Provided passage:
---

Thursday, 6 September 2012

Turkish delighted


It has been said (by a friend, who's link I'm not sure I should give out) that if Thailand is the destination for sex tourism, Turkey is the place to go for good old-fashioned, gentlemanly courtship techniques. For those of you who wish to re-live the long lost art of courting, just go to Istanbul and wait to be repeatedly hit on. Exclusively by men, so be careful in stating your sexual inclination.
There are many types of on-hitters and I’m sure we have yet to encounter all forms but, if there’s one thing they want, that sums up to: speak, state beautifulness of opposing party, and get married. To European girls, evidently, and only after marriage to get to know each other. And no, there’s no other way and, among the millions of questions a girl gets in Istanbul, none faintly resembles “would you like to date me?” or, for that matter, “would you like to have a first date with me and not have me jump on you, because why not?!?”
There are, however, standard questions that you always, always get, and, curiously enough, you get them in this exact order:
-       Where you from? the “are” in this sentence is optional, hanging on the firm or loose grasp on the English language of the on-hitter. The answer is usually followed by “aaa! Insert country stereotype here” – in our case “Aaa! Hagi! Gud, gud.”
-       What’s your name? offering a wide variety of options, depending on the imagination and creativity of the on-hitter (have no doubts about the memory of these individuals – not a name shall escape their keen capacities), but usually causing a predictable “Me, Yusuf”, delicately pointing at the perfectly shaved or lushly hairy, but mostly visible décolleté while making use of a teethy grin to show a maximum level of friendliness.
-       You first time Turkey? with all its variations regarding county, area, city, etc.
-       What do you like most about Istanbul? where the answer typically brings on new explanations on the named preferred aspect and ends with “do you have Facebook?” *blink*
From this point on there’s a straight, logical line to:
-       Are you married?
-       You are beautiful.
-       Would you marry me?
-       You want Turkish man? I modern man, international!
-       I love you!
-       You have boyfriend? – this (last one) with a slight tremor of the voice and confusion on the inquirer’s face, because there simply can’t be any other reason for your refusal.
Let’s have a rapid look on the different types of men that will hit on you that are normally met on the Istanbul’s busy streets.

---

Material provided:

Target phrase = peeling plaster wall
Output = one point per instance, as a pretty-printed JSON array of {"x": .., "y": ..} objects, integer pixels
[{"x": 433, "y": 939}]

---

Instructions to follow: Rewrite the stretch of the Istanbul post from "-       You first" through "Istanbul’s busy streets.", putting "Instagram" in place of "Facebook".

Correct response:
-       You first time Turkey? with all its variations regarding county, area, city, etc.
-       What do you like most about Istanbul? where the answer typically brings on new explanations on the named preferred aspect and ends with “do you have Instagram?” *blink*
From this point on there’s a straight, logical line to:
-       Are you married?
-       You are beautiful.
-       Would you marry me?
-       You want Turkish man? I modern man, international!
-       I love you!
-       You have boyfriend? – this (last one) with a slight tremor of the voice and confusion on the inquirer’s face, because there simply can’t be any other reason for your refusal.
Let’s have a rapid look on the different types of men that will hit on you that are normally met on the Istanbul’s busy streets.